> _Ejercicio breve 1_
Reúne todas las líneas de los registros que contengan la cadena "cabinet" y cópialas sin modificarlas.
+++
Jueves 28 de marzo de 2024
11 APR 2020 - 16:28 | Opinión

La maldición de tener tiempo

Como se conjugan la lectura, los lectores y el tiempo en momentos de cuarentena.

En un episodio de la serie La dimensión desconocida (1959), encontramos a Henry Bemis, un hombre dispuesto a no desperdiciar un minuto para poder leer, lo que enoja tanto al gerente del banco donde trabaja como a su esposa.

Henry no tiene muchas posibilidades de dedicarse a la lectura ni en el espacio productivo ni en el de descanso, aunque insiste, siempre insiste. El capítulo se llama Time enough at last (algo asi como “Tiempo suficiente, al fin”) y relata cómo el empleado bancario termina siendo el único sobreviviente de un cataclismo nuclear, con todos los libros de la biblioteca pública a su disposición.
+++
> _Ejercicio breve 2_
Redacta la continuación del artículo sobre la lectura y el tiempo en cuarentena a partir de su última oración.
+++
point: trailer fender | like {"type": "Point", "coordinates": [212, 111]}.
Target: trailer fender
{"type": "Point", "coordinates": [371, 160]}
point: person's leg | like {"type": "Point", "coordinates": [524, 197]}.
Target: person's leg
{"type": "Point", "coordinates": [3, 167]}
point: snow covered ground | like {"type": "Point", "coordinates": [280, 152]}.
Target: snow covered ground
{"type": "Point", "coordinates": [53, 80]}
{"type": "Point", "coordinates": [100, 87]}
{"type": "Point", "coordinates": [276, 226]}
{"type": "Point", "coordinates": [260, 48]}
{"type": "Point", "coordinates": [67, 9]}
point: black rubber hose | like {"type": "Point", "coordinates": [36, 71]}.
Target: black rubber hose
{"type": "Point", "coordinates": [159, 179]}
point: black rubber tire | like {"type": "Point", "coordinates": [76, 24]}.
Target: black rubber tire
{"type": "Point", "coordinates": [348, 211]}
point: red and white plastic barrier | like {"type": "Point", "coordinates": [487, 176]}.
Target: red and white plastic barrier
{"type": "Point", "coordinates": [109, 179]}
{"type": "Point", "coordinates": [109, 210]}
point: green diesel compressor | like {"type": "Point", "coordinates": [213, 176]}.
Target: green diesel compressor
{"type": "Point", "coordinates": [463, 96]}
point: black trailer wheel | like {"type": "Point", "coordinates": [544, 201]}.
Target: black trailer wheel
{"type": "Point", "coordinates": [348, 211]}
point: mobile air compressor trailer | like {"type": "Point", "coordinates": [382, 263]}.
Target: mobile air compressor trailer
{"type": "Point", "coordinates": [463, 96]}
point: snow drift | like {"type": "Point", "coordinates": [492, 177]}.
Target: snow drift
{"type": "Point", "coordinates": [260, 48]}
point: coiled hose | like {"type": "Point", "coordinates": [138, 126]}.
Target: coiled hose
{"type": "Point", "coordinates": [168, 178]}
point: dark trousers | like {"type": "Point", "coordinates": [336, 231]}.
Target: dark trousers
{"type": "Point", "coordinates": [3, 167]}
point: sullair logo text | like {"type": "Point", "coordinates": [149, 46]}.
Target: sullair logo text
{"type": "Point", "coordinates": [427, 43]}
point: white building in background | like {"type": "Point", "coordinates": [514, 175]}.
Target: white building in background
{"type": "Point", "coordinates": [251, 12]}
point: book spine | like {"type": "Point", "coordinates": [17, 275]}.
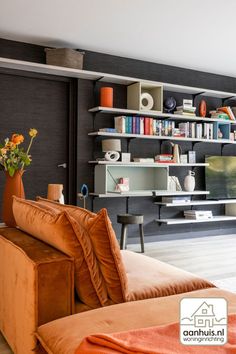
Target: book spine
{"type": "Point", "coordinates": [130, 125]}
{"type": "Point", "coordinates": [141, 121]}
{"type": "Point", "coordinates": [133, 125]}
{"type": "Point", "coordinates": [127, 125]}
{"type": "Point", "coordinates": [137, 127]}
{"type": "Point", "coordinates": [120, 124]}
{"type": "Point", "coordinates": [146, 126]}
{"type": "Point", "coordinates": [150, 126]}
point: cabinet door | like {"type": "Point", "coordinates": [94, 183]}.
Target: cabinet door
{"type": "Point", "coordinates": [28, 102]}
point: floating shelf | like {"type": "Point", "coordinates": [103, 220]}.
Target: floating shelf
{"type": "Point", "coordinates": [178, 221]}
{"type": "Point", "coordinates": [103, 77]}
{"type": "Point", "coordinates": [148, 164]}
{"type": "Point", "coordinates": [147, 193]}
{"type": "Point", "coordinates": [155, 137]}
{"type": "Point", "coordinates": [170, 116]}
{"type": "Point", "coordinates": [198, 202]}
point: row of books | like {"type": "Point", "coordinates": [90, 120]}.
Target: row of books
{"type": "Point", "coordinates": [225, 112]}
{"type": "Point", "coordinates": [144, 125]}
{"type": "Point", "coordinates": [197, 130]}
{"type": "Point", "coordinates": [150, 126]}
{"type": "Point", "coordinates": [198, 214]}
{"type": "Point", "coordinates": [186, 109]}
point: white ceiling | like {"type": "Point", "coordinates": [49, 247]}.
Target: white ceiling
{"type": "Point", "coordinates": [187, 33]}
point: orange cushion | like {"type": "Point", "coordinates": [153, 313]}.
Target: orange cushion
{"type": "Point", "coordinates": [80, 214]}
{"type": "Point", "coordinates": [61, 230]}
{"type": "Point", "coordinates": [148, 278]}
{"type": "Point", "coordinates": [108, 254]}
{"type": "Point", "coordinates": [105, 246]}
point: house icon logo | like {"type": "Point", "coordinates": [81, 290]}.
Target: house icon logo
{"type": "Point", "coordinates": [203, 321]}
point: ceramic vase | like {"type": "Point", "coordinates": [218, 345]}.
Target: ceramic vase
{"type": "Point", "coordinates": [189, 182]}
{"type": "Point", "coordinates": [106, 96]}
{"type": "Point", "coordinates": [13, 186]}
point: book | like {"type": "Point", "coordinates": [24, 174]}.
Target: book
{"type": "Point", "coordinates": [129, 125]}
{"type": "Point", "coordinates": [185, 113]}
{"type": "Point", "coordinates": [228, 111]}
{"type": "Point", "coordinates": [120, 124]}
{"type": "Point", "coordinates": [176, 200]}
{"type": "Point", "coordinates": [164, 158]}
{"type": "Point", "coordinates": [143, 159]}
{"type": "Point", "coordinates": [133, 125]}
{"type": "Point", "coordinates": [186, 108]}
{"type": "Point", "coordinates": [141, 122]}
{"type": "Point", "coordinates": [198, 214]}
{"type": "Point", "coordinates": [108, 130]}
{"type": "Point", "coordinates": [146, 126]}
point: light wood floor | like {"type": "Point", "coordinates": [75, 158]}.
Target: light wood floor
{"type": "Point", "coordinates": [213, 258]}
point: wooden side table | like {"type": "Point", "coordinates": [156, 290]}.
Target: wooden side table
{"type": "Point", "coordinates": [129, 219]}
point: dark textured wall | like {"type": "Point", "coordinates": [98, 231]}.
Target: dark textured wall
{"type": "Point", "coordinates": [88, 148]}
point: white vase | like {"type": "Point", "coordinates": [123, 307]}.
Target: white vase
{"type": "Point", "coordinates": [189, 181]}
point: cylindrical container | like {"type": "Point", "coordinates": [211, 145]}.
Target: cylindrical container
{"type": "Point", "coordinates": [55, 192]}
{"type": "Point", "coordinates": [13, 186]}
{"type": "Point", "coordinates": [106, 96]}
{"type": "Point", "coordinates": [189, 182]}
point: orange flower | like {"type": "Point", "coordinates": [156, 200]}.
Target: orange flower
{"type": "Point", "coordinates": [10, 145]}
{"type": "Point", "coordinates": [3, 151]}
{"type": "Point", "coordinates": [33, 132]}
{"type": "Point", "coordinates": [17, 139]}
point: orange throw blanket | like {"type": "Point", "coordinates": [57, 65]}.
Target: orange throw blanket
{"type": "Point", "coordinates": [153, 340]}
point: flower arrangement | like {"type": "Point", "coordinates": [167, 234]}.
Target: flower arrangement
{"type": "Point", "coordinates": [12, 156]}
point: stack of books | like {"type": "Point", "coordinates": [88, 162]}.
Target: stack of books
+++
> _Respuesta escrita 1_
point: cabinet door | like {"type": "Point", "coordinates": [94, 183]}.
Target: cabinet door

> _Respuesta escrita 2_
El desenlace lo muestra feliz, solo entre las ruinas con sus volúmenes apilados y ordenados, cuando se le rompen los gruesos anteojos que necesita para poder ver.

La tragedia de Henry Bemis es querer, tener la oportunidad y no poder. Ahora bien, ¿qué pasa cuando uno tiene la oportunidad y descubre que ya no quiere más?

En estos días escribí en Facebook que, desde el inicio del aislamiento social obligatorio, apenas he podido leer. A duras penas terminé un libro (que me encantó, dicho sea de paso), cuando habitualmente soy una lectora compulsiva, como Henry Bemis.

Para mi sorpresa, no soy la única: recibí una buena cantidad de comentarios por parte de amigos a los que les sucedía lo mismo.

Entre los aportes que me hicieron, figura el capítulo mencionado de La dimensión desconocida y una entrevista a la psicoanalista Alexandra Kohan en la revista Mate , que pueden ayudar a entender qué nos pasa.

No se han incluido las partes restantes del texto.